DOCUMENT SECTION
** start **

Skip to main content

ENERGY WEST MINING COMPANY v. DIRECTOR OFFICE OF WORKERS COMPENSATION PROGRAMS UNITED STATES DEPARTMENT OF LABOR (2019)

Reset A A Font size: Print

United States Court of Appeals, Tenth Circuit.

ENERGY WEST MINING COMPANY, Petitioner, v. DIRECTOR, OFFICE OF WORKERS’ COMPENSATION PROGRAMS, UNITED STATES DEPARTMENT OF LABOR; Cecil E. Bristow, Respondents.

** end **

COLLECTED DATA
** start **

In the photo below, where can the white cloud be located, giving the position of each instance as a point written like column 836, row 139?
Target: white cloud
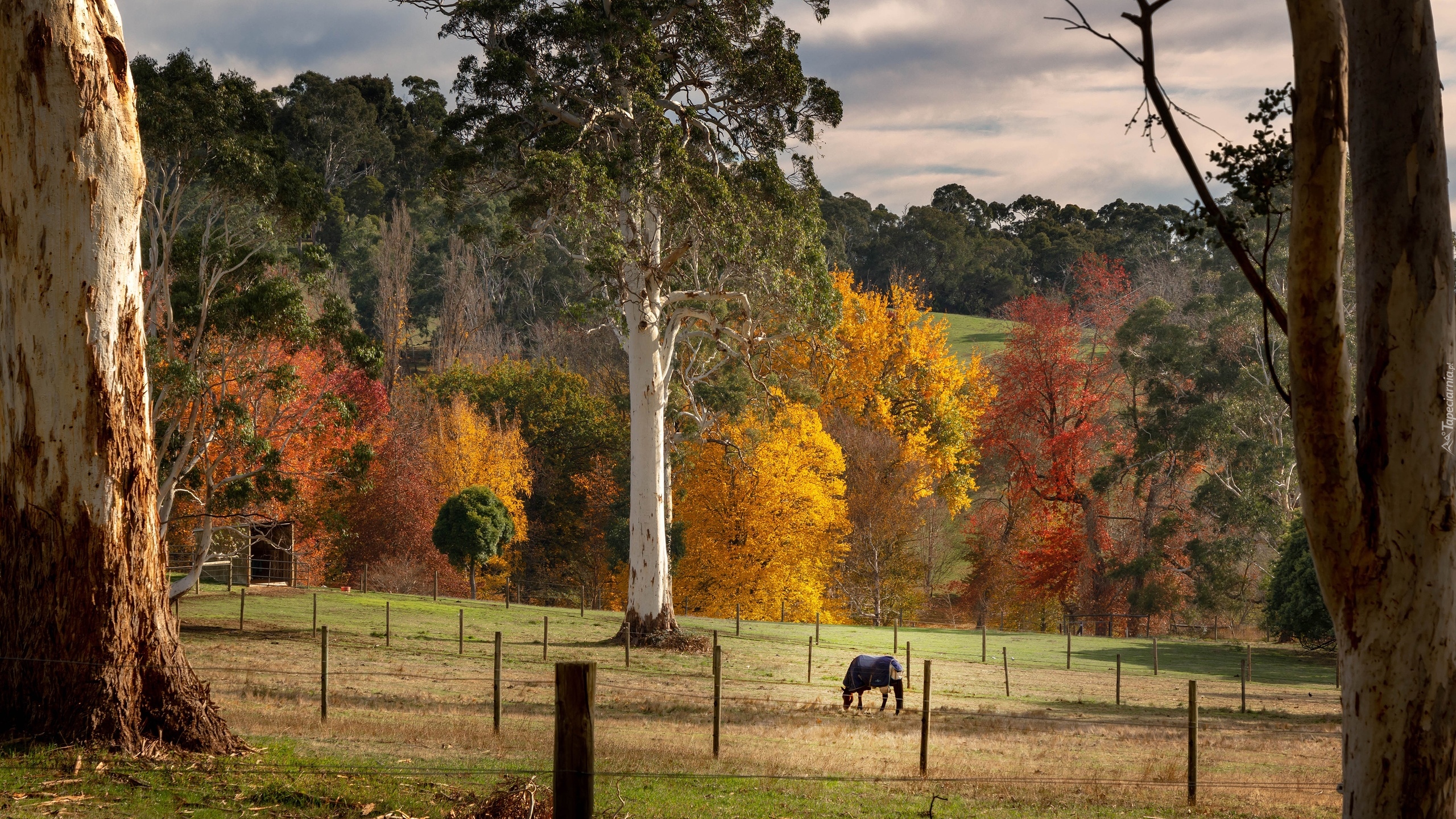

** end **

WHAT YOU HAVE TO DO
Continue the Energy West Mining Company court case text from the point where it stops.

EXERCISE ANSWER
No. 18-9585

Decided: October 23, 2019

Before PHILLIPS, BALDOCK, and MORITZ, Circuit Judges. William Steele Mattingly, Jackson Kelly, Lexington, KY, for Petitioner Jennifer L. Feldman, U.S. Department of Labor, Washington, DC, General Counsel, Benefits Review Board, Office of the Clerk of the Appellate Boards, Washington, DC, Cynthia Liao, Gary Stearman, United States Department of Labor, Office of Solicitor, Washington, DC, for Respondent Director, Office of Workers' Compensation Programs Austin P. Vowels, Vowels Law, Henderson, KY, for Respondent Cecil E. Bristow

ORDER AND JUDGMENT *

Energy West Mining Company (Energy West) petitions for review of a decision of the United States Department of Labor’s Benefits Review Board (the Board). Because Energy West fails to demonstrate the Board’s decision is a “final order,” we dismiss the petition for lack of subject-matter jurisdiction. 33 U.S.C. § 921(c).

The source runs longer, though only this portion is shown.